* **Stated goal A**
Answer these questions using the post about marketing life as an independent artist.
(i) What size was the fabric swatch ordered to check the design?
(ii) For how long has the writer worked as a full-time artist?
(iii) Where does the co-written book rank on Amazon's best seller list for its category?
* **Stated goal B**
Render this sentence from the post about marketing life as an independent artist in Spanish: "I unfollow accounts that are constant sales announcements and I bet you do too."
* **Stated goal C**
From the post about marketing life as an independent artist, pull out word for word the part that opens with the words containing "But one of the" and closes with "spend making art.)".

* **Document segment**
Here is the 8×8 inch swatch of fabric that I got to check out the design. You can see only a bit of a whale chin. I made this a large repeat, which seemed appropriate for whales so you can only see a bit when you only print a swatch. I think it will make really cute tote bags with just a whale or two on each side. I am planning to order some of this design on canvas later this week to try that out.

It’s never not about marketing. (More things they don’t tell you about being an artist.)

It’s been 3-and-a-little-bit years now that I have been doing this gig as a full-time artist instead of trying to squeeze in some art around a full-time job. There are a lot of things about it that I love and I am feeling like my system (Etsy + teaching + exhibiting/grant projects) is working for me and my little business is keeping me busy and sustaining itself. Let’s be honest, I am not making enough to retire on, but I am making enough to not need to wonder if I need to be out job hunting because I need the steady paycheck.

But one of the big surprises for me in this journey is realizing just how much of my time I spend marketing myself. (Spoiler alert: It’s way more time than I spend making art.)

The idea of going to a cocktail party and having to make small talk with people I don’t know is about the most horrible way I can think of to spend an evening. I hesitate to fall into the introvert/extrovert cliché, but I absolutely don’t enjoy social gatherings meant for networking. I would rather stay home and scrub the bathroom, seriously. But I have realized that as an independent artist, I pretty much need to spend some part of every week (probably more realistically, every day) in interacting with somebody I don’t know and telling them about me. Posting something to Instagram. Writing an engaging post on Facebook. Remembering to tweet something. Writing something thoughtful for my blog. Adding something to my Etsy shop. Planning out a newsletter. Going to a meeting. Pitching a new class. It’s like a series of tiny little cocktail parties looking for someone who’d like to chat. Every day.

Because the only way I get to DO projects/classes/sales is by connecting with someone and getting my stuff in front of them.

According to all of the marketing gurus and “10 steps to being a successful artist” posts out there, I am pretty much doing all of the right things. I have an email list. I have an up-to-date website. I post on social media as much as I can stand to. I co-wrote a book. It’s even ranked #15 on Amazon’s best seller list for Books > Crafts, Hobbies & Home > Crafts & Hobbies > Needlecrafts & Textile Crafts > Fiber Arts & Textiles. (Which sounds more impressive than it is, I think.) I do the rounds of local shows and have taught at a bunch of national fiber art conferences. I’m doing the stuff I am supposed to be doing. (I’m not always doing it great, but I am doing it.)

There is a marketing tenant that says that 80% of your social media presence should be “lifestyle”. Things that are related to the brand you want to convey but aren’t all all “me me ME!” posts. People get bored with “buy my thing” posts all the time, so you have to engage them in other ways. I totally get that. I unfollow accounts that are constant sales announcements and I bet you do too. But there is also another marketing rule that says you have to get your stuff in front of people 7 times before it makes an impact. ie. You would have to see my zipper bags on Instagram seven times before you would be motivated to do something (click through, buy one, share it or whatever) If we do the math on all of that quick, that means I need to post 28 things that are not zipper bags (and not necessarily about me but about the lifestyle) for every 7 posts that are that zipper bag. I am just exhausted typing that sentence.

Stored entries

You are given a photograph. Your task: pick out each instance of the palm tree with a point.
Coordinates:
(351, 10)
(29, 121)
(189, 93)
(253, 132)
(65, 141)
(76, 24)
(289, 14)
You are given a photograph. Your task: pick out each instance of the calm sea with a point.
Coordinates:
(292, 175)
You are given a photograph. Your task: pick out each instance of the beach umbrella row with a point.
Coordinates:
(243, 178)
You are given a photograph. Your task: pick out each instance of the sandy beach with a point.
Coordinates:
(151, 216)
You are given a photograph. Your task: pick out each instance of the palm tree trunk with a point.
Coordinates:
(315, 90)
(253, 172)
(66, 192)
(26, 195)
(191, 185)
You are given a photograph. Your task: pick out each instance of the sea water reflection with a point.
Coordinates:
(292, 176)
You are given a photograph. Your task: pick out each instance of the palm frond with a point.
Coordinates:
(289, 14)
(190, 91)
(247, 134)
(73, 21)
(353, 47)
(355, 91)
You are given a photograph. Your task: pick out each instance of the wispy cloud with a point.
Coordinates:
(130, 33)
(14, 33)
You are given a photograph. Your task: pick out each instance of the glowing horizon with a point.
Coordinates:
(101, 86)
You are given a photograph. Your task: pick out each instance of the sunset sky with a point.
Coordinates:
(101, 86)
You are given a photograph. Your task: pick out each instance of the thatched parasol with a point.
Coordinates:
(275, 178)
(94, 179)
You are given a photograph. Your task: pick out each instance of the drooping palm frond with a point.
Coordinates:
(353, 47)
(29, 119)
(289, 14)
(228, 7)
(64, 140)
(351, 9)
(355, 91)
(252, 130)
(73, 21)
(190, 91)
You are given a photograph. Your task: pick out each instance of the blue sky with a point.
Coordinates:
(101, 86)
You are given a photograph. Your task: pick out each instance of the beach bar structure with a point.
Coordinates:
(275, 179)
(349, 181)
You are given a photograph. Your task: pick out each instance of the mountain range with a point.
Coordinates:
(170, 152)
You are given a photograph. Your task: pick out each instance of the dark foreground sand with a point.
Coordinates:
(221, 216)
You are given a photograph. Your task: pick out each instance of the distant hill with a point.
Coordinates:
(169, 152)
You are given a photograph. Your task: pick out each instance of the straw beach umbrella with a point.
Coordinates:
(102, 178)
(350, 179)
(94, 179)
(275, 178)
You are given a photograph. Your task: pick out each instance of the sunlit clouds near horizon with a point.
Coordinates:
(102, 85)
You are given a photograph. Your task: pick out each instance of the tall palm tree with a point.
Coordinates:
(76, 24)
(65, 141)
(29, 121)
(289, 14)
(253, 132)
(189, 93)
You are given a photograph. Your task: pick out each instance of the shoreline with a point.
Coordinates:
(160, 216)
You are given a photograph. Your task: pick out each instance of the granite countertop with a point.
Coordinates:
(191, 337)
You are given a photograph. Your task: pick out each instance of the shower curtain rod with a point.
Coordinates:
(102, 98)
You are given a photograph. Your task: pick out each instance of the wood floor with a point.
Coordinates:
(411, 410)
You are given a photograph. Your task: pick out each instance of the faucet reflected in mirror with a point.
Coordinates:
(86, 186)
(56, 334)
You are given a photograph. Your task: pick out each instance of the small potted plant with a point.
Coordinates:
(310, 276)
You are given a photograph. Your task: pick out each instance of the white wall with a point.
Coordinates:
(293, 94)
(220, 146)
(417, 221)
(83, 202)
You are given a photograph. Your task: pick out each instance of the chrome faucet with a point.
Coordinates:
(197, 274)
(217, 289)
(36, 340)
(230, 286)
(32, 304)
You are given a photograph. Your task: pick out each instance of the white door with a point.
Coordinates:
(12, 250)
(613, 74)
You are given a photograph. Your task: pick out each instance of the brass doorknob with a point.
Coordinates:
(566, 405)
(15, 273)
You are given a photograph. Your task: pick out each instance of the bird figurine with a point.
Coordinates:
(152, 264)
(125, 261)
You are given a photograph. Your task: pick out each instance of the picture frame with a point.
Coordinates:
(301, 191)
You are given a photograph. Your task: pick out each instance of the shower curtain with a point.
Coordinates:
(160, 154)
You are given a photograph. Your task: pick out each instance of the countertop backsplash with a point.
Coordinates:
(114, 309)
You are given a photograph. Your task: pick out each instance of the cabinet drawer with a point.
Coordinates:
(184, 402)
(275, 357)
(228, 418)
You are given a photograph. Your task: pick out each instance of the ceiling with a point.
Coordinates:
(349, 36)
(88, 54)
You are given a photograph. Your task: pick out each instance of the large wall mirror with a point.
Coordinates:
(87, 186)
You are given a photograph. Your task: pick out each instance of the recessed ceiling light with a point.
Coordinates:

* **Complete response A**
(i) 8×8 inches
(ii) 3-and-a-little-bit years
(iii) #15

* **Complete response B**
Dejo de seguir las cuentas que no hacen más que anunciar ventas, y apuesto a que tú también.

* **Complete response C**
But one of the big surprises for me in this journey is realizing just how much of my time I spend marketing myself. (Spoiler alert: It’s way more time than I spend making art.)